What the exercise asks: Copy out, word for word, the part of the text on mire protection starting with "What is being" and going on through "Oleg Kuznetsov said.".

Extract provided:
________________________________________

What is being done to organize protection of mires at present?
“The issues of mass mire melioration are no longer relevant today. At present, the main problem is deforestation that affects hydrology. In taiga conditions, it is clear-cutting. If an area is subject to protection, this protective status must be respected. And if the mire is spoiled and not functioning, then some of these mires can be used for peat harvesting to replace fuel oil. The mire use for the purposes of nature tourism will not harm the ecosystem preservation, since there is no big load here. But there is a lot of inconsistency in the legislation on protected natural areas. For example, if we are planning to develop different types of tourism in this area, it is necessary to change the nature reserve status to the national park status. Besides, very few tourists will go to an undeveloped mire,” Oleg Kuznetsov said.
Recently Karelian bog scientists have been actively working in Murmansk Region in the Pasvik state nature reserve on the border with Norway, in Arkhangelsk Region, in the central part of the Kola Peninsula in the Ponoy River valley (it is planned to change the reserve status here and there are many boggy territories, so the staff of the KarRC RAS is invited as experts).
It is planned to hold a conference titled “Bogs of Northern Europe” with the participation of colleagues from Scandinavia and other countries next year. The specificity of such events lies not only in getting to know the achievements of colleagues – bog scientists, but also in natural tours. According to Oleg Kuznetsov, “the most interesting way of communication during such conferences is to see the objects.” The book Mires and Peatlands of Europe, compiled by 134 mire specialists, was published in 2017; it is unique in providing a mire overview of the European region as a whole and for each European country. Oleg Kuznetsov was an author of the chapter on the mires of the European part of Russia included in this multiyear publication.

________________________________________

Record set:
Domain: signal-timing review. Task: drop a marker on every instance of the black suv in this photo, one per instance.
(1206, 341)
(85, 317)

________________________________________

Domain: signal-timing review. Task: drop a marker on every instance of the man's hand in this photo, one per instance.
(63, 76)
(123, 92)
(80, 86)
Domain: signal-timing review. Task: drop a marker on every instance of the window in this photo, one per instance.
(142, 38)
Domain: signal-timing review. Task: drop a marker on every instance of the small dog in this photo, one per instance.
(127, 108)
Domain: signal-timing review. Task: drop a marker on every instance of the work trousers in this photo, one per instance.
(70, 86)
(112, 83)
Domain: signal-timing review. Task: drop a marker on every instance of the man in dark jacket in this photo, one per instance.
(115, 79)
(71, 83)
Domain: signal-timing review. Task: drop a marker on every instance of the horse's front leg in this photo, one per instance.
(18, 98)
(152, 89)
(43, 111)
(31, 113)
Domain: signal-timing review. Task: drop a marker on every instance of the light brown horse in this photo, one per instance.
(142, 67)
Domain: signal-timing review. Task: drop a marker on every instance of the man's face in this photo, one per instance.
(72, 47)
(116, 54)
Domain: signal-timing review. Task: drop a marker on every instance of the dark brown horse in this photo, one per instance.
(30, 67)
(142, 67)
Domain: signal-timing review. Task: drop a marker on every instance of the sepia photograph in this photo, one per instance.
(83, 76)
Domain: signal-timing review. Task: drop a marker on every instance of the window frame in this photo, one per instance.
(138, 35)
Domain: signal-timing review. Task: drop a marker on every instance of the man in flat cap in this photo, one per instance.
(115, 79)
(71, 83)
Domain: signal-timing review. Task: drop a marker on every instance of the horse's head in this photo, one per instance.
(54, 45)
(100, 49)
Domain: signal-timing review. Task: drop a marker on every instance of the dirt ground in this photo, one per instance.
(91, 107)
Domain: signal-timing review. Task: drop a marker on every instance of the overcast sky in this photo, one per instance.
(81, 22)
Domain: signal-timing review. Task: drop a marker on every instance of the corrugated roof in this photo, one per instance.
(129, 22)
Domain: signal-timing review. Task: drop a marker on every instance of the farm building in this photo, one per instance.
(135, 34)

________________________________________

Task answer:
What is being done to organize protection of mires at present?
“The issues of mass mire melioration are no longer relevant today. At present, the main problem is deforestation that affects hydrology. In taiga conditions, it is clear-cutting. If an area is subject to protection, this protective status must be respected. And if the mire is spoiled and not functioning, then some of these mires can be used for peat harvesting to replace fuel oil. The mire use for the purposes of nature tourism will not harm the ecosystem preservation, since there is no big load here. But there is a lot of inconsistency in the legislation on protected natural areas. For example, if we are planning to develop different types of tourism in this area, it is necessary to change the nature reserve status to the national park status. Besides, very few tourists will go to an undeveloped mire,” Oleg Kuznetsov said.